◆ Цитируемый текст
********

И всюду сумасшедший бред,
Листами сонными колышим,
Он льется в окна, липнет к крышам,
Вздымает дыбом волоса…
И ночь, подобно самозванке,
Открыв молочные глаза,
Качается в спиртовой банке
И просится на небеса.
 


    Закономерно, что обложку для своей книги поэт предложил оформить ученику Малевича одному из основоположников супрематизма художнику Льву Юдину, тонко чувствовавшему специфику обэриутской поэзии. Обложка по замыслу Заболоцкого должна быть беспредметной: двухцветной (черно-белой), сугубо текстовой, на которой строгим и лаконичным шрифтом, использованным для плаката к «З обэриутским часам», должно быть написано: «Н. Заболоцкий. СТОЛБЦЫ. 1929», [3, с.307].
    Тираж «Столбцов» — фантасмагорической сатиры на обывателей, носителей мещанской философии в обновляемой стране — разошелся в несколько дней. «Книжка вызвала в литературе порядочный скандал, — писал Заболоцкий после выхода сборника, — и я был причислен к лику нечестивых. Что касается самой книжки, то последний экземпляр ее у меня похитили более года тому назад», [3, 313]. 

 

 

 

 

 

 

 

 

 

                                                       Н. Заболоцкий, начало 1930-х годов
    Заболоцкий приглашает нас в странный, абсурдный мир, в котором привычные понятия смещены, привычные планы — перепутаны, базовые принципы трех измерений — беспощадно нарушены, и сам этот мир сконструирован поэтом по законам отражений в системе уродливых кривых зеркал. В его поэтическом восприятии обычные вещи утрачивают свои масштабы, безразмерно увеличиваясь или уменьшаясь в сознании, а мы бродим среди них свифтовскими Гулливерами: то карликами, окруженные бытовыми вещами-громадинами, то — великанами, без усилий перешагивающими городские кварталы и реки. Этот загадочный город чаще всего Ленинград, временами — Москва, однако жителям его не чужда бесприютная тоска провинциальных заброшенных городков России и бескрайние лесные просторы. Маршрут, предложенный поэтом, уводит читателя вдаль от парадных городских артерий – проспектов, великолепных дворцов, величественных памятников, музеев, перемещая его в узкие отдаленные переулки, неизвестные трущобы, плотоядные рынки, темные коридоры, заставляет подниматься по шатким лестницам подгнивающих домов в грязные коммунальные квартиры [2, c.62]:  


Нагие кошечки, стесняясь,
Друг к дружке жмутся, извиняясь.
Один лишь кот в глухой чужбине
Сидит, задумчив, не поет.
В его взъерошенной овчине
Справляют блохи хоровод.
Отшельник лестницы печальной,
Монах помойного ведра,
Он мир любви первоначальной
Напрасно ищет до утра. 


    Как было бы славно жестоко ошибиться, сочтя это фантастическое путешествие детской сказочкой-страшилкой, образы которых так мастерски удавались Заболоцкому [2, c.483]:


Жил-был кот,
Ростом он был с комод,
Усищи — с аршин,
Глазищи — с кувшин. 


    Однако не следует верить первому впечатлению, а принять кажущуюся «детскость» стихов Заболоцкого всерьез: ироническая усмешка от стиха к стиху тускнеет, а «детские» стихи прорезаются тревожными нотами взрослого отчаяния. «Чуковщина» Заболоцкого — весьма изощренный прием, один из элементов поэтического экспериментаторства — создавая иллюзию «детскости» поэзии, автор лишает ее внешних признаков разума, сознания, последовательного тематического замысла.

********

◆ Записанные данные
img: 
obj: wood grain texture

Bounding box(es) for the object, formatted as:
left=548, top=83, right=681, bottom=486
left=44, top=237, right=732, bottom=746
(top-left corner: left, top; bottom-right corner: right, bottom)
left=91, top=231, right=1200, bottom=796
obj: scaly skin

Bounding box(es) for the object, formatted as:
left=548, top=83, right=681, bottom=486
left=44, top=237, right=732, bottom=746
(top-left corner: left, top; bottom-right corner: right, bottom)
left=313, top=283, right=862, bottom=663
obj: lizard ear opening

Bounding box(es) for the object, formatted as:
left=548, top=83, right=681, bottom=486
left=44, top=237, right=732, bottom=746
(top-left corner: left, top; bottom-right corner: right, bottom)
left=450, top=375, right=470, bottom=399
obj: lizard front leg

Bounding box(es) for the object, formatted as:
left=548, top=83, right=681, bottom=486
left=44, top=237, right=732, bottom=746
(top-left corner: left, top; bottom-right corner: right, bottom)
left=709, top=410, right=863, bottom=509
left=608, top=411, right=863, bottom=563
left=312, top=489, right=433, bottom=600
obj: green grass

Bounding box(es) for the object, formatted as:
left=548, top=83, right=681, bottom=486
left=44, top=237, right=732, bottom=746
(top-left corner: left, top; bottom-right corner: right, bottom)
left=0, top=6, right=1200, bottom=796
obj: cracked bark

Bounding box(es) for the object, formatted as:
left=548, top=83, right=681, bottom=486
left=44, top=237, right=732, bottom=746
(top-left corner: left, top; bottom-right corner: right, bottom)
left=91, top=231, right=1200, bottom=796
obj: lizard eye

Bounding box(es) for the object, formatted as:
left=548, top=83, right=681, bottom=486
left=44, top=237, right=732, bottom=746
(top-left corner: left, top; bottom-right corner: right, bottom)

********

◆ Задания
• A. Воспроизведите дословно фрагмент текста о сборнике «Столбцы»: всё начиная со слов «В его взъерошенной» и вплоть до слов «ищет до утра.».
• B. Изложите короче абзац текста о сборнике «Столбцы», начинающийся словами «Тираж «Столбцов»», сохранив его основные факты.
• C. Продолжите текст о сборнике «Столбцы», начав сразу после его последнего предложения.
Записи для выполнения заданий не требуются.

◆ Ваши ответы
• A.
В его взъерошенной овчине
Справляют блохи хоровод.
Отшельник лестницы печальной,
Монах помойного ведра,
Он мир любви первоначальной
Напрасно ищет до утра.

• B. Тираж «Столбцов», фантасмагорической сатиры на обывателей с мещанской философией, разошелся за несколько дней. По словам Заболоцкого, книга вызвала в литературе скандал, а самого поэта причислили «к лику нечестивых». Последний экземпляр сборника у него похитили более чем за год до этого высказывания.

• C.
    Среди других — не менее искусных приемов — использование элементов торжественной, одической поэзии в качестве инструмента борьбы с примитивным словарем мещанина. Языки вельможи и советского обывателя так умело чередуются друг с другом, что кажутся единым языком, создавая бесподобный гротесковый эффект. Наиболее застарелые и давно отброшенные высокие поэтические штампы оживают в «Столбцах» только для того, чтобы еще резче оттенить линию «низкую» — «жаргона «Ивановых», маклаков, бесчисленных «девок».
    Цель Заболоцкого трансформировать мещанский смысл — в бессмысленность, стремление обладать вожделенным предметом — в беспредметность, в искреннем стремлении передать в поэтических образах внутренний примитив, первичные ощущения не рассуждающего подсознания. Заболоцкий традиционен в своих законченных строфических массивах городской застройки и не выходит за пределы канонических ритмов и метров, подкрадываясь к экспериментаторству с иного конца — обновлением смыслового звучания слова и порождаемых им ассоциаций. В этом качестве можно угадать неявное сходство с поэзией Велимира Хлебникова. Редкий пример поэзии 1920 - ых годов — времени возникновения бесчисленного количества новых поэтических стилей, объединений, смыслов — «Столбцы» удивительно ритмически единообразны, как однообразны картины окраинной застройки городских агломераций. За небольшим исключением вся книга написана традиционным четырехстопным ямбом, накрепко схваченным стяжками монотонной однородной рифмы. Однообразное ритмическое течение стиха время от времени прерывается — в стиле психопатологического не рассуждающего восприятия — незначительным слоговым удлинением или сокращением, оживляется внезапным исчезновением рифмы. Всё строго подчинено основной задаче и работает на единую концепцию сборника. Заболоцкий юродствует, кривляется, издевается, время от времени пародируя Козьму Пруткова, пронизывая реальность взглядом точечным, прикованным к косности, тупости, оскудению человеческой души под наркозом мещанского быта, очерченного строками певца-ассенизатора [2, c.366]:


Вокруг него — система кошек,
Система ведер, окон, дров,
Висела, темный мир размножив
На царства узкие дворов.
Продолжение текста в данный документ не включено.